── Texto extraído
A ficção fantástica brasileira do século XIX

A  LUNETA  MÁGICA, resenha




                                                           Miguel  Carqueija


Autor: JOAQUIM MANUEL DE MACEDO. Editora Ática (S. Paulo), Série Bom Livro, Quarta edição, 1977. Romance publicado originalmente em 1969.



     Fruto da pena de um dos mais célebres romancistas brasileiros, “A luneta mágica” é uma história densa, fechada sobre si mesma, num esquema completo. Com uma tessitura filosófica que a perpassa do princípio ao fim, a novela é fantástica, metafórica, poética, lembrando um pouco a ficção científica quando a magia se configura em instrumentos de precisão: as lunetas utilizadas por Simplício.
     A trama só poderia ocorrer com alguém como Simplício: um rapaz absurdamente míope, e mais absurdamente ainda crédulo, que narra detalhadamente as suas desventuras. Aprendiz de feiticeiro, ao desencadear forças que não saberá controlar, Simplício passa a enxergar normalmente ao receber de um misterioso armênio – cujo nome não é mencionado uma única vez – a luneta mágica, onde foi aprisionada uma salamandra (não o anfíbio, mas uma criatura de fábula). O mágico adverte o rapaz:
     “Além do número de três minutos está a visão do mal, que o meu poder de mágico não te pode impedir; porque a visão do mal é a vingança da salamandra escrava; mas a fixidade dessa luneta além do número de treze minutos é a visão do futuro, e essa eu ta impeço.” E acrescenta que a luneta se quebrará nas mãos de Simplício, se ele tentar a experiência.
     Simplício, claro, se deixa levar pela mórbida curiosidade de conhecer a terrível VISÃO DO MAL, e fixa a luneta (monóculo) por mais de três minutos. Resultado: tudo, mas tudo mesmo, se lhe afigura perverso, maléfico, traiçoeiro. Detalhista, o autor entra em minúcias curiosíssimas, espalhadas por uma infinidade de capítulos curtos. Vejam algumas amostras:
     “O beija-flor é como a serpente pela extensibilidade da língua, e esta ainda nele se duplica, estendendo dois filetes, que lhe servem como as garras às aves de rapina. Finalmente assassino e destruidor, ele mata e devora em cada dia dezenas e dezenas de insetos inocentes, fracos e incapazes de defender-se, ousando sem continência, nem respeito ir arrancá-los do mais doce asilo, do seio mimoso das flores!...”
────
Lista de tarefas -
1. Reproduza fielmente o trecho da resenha de "A luneta mágica" de "Miguel  Carque" a "originalmente em 1969.".
2. Segundo a resenha de "A luneta mágica", que criatura está aprisionada na luneta recebida por Simplício?
Os dados que vêm a seguir são material independente do texto extraído.
── Trecho dos dados
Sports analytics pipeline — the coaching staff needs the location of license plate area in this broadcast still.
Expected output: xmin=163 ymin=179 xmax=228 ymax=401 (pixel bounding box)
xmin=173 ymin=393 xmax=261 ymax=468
────
Em resposta -
1.
Miguel  Carqueija


Autor: JOAQUIM MANUEL DE MACEDO. Editora Ática (S. Paulo), Série Bom Livro, Quarta edição, 1977. Romance publicado originalmente em 1969.

2. Uma salamandra, não o anfíbio, mas uma criatura de fábula.